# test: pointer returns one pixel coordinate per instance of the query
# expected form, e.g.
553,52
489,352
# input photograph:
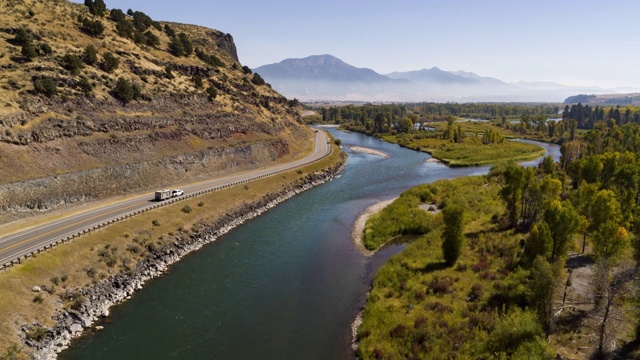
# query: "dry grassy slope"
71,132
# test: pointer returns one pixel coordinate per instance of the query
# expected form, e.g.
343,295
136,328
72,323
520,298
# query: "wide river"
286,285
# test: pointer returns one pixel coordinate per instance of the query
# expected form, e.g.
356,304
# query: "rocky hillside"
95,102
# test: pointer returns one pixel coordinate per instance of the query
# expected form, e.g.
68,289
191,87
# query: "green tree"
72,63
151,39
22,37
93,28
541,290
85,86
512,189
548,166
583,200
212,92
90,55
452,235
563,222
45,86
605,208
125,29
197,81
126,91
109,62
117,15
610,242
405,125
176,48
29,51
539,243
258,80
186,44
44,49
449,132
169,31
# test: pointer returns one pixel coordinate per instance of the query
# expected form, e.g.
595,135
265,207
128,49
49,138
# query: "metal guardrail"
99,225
┄┄┄┄┄┄┄┄┄┄
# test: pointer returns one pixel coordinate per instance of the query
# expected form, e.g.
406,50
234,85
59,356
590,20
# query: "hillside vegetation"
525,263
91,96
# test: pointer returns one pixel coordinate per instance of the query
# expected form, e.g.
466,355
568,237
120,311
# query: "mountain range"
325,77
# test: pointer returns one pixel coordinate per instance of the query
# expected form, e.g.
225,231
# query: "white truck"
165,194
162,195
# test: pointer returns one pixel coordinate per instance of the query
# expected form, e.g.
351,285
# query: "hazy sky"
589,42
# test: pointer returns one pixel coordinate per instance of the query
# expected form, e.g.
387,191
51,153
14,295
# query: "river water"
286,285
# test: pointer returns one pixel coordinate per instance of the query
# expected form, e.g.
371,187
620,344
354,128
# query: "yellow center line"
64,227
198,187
┄┄┄┄┄┄┄┄┄┄
*Aim of the task:*
Pull out each line above that contains the string "hillside". Case counts.

*Full response:*
# query: "rocky hillside"
# query: "hillside vegetation"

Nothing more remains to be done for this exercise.